» Given request: Reproduce the data from the line with "Phrase: green grass" through the last line, requests included, and scale every point coordinate in the answers by 2.05, rounding to whole numbers with halves going up. Leave the numbers in the requests and their format samples as they are.
--- Begin Material provided ---
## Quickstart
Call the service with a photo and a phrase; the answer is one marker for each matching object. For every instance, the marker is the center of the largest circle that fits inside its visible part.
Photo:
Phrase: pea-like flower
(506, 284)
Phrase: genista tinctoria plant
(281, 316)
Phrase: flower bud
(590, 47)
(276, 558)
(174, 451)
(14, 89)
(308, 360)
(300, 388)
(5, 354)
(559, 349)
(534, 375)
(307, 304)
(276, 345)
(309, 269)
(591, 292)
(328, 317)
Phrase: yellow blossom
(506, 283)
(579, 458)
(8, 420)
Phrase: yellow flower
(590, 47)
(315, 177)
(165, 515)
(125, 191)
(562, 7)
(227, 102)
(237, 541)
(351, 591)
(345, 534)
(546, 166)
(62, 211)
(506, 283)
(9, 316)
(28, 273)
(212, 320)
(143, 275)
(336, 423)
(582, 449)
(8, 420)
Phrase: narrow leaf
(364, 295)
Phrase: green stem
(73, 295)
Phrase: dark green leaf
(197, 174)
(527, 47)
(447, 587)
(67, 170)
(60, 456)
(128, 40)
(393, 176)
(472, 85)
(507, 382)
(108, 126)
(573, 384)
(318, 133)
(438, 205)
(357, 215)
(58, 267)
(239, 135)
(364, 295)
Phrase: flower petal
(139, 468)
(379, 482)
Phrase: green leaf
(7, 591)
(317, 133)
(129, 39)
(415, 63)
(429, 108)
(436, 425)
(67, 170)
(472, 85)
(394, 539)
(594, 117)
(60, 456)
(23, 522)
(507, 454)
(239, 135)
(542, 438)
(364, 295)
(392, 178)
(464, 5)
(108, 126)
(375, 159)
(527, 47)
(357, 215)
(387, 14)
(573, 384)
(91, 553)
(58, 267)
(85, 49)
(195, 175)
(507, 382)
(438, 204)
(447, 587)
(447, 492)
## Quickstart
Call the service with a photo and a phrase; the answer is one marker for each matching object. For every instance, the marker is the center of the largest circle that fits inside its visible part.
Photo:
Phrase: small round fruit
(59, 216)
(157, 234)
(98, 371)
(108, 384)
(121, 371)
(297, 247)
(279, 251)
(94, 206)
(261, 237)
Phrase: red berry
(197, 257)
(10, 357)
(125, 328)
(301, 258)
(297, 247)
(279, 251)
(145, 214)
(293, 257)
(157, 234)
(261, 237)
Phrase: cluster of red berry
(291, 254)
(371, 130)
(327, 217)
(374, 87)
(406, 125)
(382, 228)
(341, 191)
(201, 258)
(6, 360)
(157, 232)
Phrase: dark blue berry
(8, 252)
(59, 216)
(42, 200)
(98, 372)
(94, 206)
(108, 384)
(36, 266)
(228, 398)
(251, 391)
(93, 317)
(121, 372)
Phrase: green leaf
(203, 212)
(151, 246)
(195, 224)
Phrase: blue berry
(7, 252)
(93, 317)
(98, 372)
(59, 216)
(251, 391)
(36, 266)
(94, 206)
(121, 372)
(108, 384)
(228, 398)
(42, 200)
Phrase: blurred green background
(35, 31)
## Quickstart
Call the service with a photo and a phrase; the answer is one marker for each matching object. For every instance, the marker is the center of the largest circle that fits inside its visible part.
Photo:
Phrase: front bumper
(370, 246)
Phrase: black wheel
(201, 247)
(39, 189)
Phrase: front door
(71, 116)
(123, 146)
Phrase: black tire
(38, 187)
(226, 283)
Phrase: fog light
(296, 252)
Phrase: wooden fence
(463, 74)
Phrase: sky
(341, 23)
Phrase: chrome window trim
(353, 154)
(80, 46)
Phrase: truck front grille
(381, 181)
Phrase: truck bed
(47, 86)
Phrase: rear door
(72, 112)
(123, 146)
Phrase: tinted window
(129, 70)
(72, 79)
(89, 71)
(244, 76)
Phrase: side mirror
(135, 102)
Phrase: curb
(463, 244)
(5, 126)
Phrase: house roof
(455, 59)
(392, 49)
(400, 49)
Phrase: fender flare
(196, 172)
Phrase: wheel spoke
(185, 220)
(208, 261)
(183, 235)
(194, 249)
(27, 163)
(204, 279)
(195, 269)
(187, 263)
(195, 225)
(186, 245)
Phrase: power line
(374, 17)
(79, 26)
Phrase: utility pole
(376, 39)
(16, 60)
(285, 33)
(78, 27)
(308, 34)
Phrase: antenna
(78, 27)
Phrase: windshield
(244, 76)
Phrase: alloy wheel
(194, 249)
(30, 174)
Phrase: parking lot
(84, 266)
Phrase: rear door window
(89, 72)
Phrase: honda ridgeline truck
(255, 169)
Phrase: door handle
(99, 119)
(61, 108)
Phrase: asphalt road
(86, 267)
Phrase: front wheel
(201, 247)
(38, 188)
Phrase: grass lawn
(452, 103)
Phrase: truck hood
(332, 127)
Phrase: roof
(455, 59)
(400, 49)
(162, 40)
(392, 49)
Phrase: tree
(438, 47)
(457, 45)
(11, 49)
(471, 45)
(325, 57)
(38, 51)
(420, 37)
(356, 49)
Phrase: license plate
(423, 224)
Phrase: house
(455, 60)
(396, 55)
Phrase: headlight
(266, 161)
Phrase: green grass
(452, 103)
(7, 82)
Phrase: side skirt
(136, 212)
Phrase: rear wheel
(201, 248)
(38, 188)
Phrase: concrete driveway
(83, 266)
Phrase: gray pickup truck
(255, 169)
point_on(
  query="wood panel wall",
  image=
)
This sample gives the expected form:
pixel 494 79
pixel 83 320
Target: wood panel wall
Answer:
--- End Material provided ---
» Task answer:
Phrase: green grass
(927, 211)
(14, 168)
Phrase: side skirt
(279, 435)
Phrase: rear wheel
(412, 508)
(78, 385)
Phrase: concrete driveway
(170, 545)
Phrase: gray pickup truck
(523, 346)
point_on(
  query="wood panel wall",
  image=
)
This sample gives the expected form:
pixel 494 79
pixel 83 320
Target: wood panel wall
Answer:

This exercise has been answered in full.